WHAT THIS TASK INVOLVES: Your copy begins at the line with "Annotate the harness" and runs through the end of the data below. Set down only those lines exactly, without pictures.

PROVIDED DATA:
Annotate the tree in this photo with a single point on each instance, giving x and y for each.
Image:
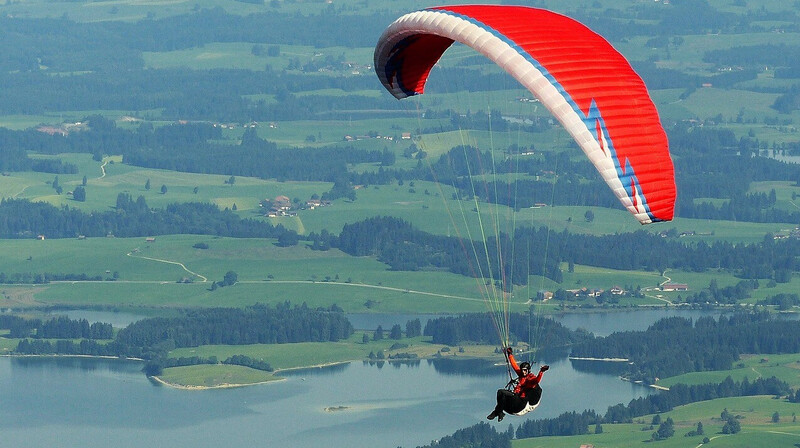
(229, 279)
(287, 239)
(731, 426)
(396, 332)
(79, 194)
(413, 328)
(665, 430)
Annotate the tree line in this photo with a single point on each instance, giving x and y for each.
(55, 328)
(403, 247)
(673, 346)
(577, 423)
(152, 338)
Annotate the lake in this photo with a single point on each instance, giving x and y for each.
(93, 402)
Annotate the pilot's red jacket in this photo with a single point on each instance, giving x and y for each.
(527, 382)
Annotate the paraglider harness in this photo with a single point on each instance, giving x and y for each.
(512, 384)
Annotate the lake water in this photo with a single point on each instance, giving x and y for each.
(94, 403)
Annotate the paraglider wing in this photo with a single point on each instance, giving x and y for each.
(576, 74)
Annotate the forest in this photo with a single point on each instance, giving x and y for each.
(577, 423)
(152, 338)
(675, 345)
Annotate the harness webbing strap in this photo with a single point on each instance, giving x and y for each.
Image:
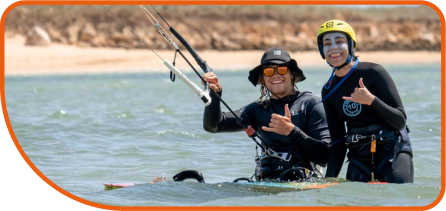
(342, 81)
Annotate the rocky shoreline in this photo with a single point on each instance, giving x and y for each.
(214, 33)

RESULT FOR THIS TASK:
Annotate the harness webbing strap in this photo with a single point on each instance, giving x and y for each.
Image:
(342, 81)
Annotate the rocky shoreline in this photo with a single point on each instance, giving x and y for each.
(214, 33)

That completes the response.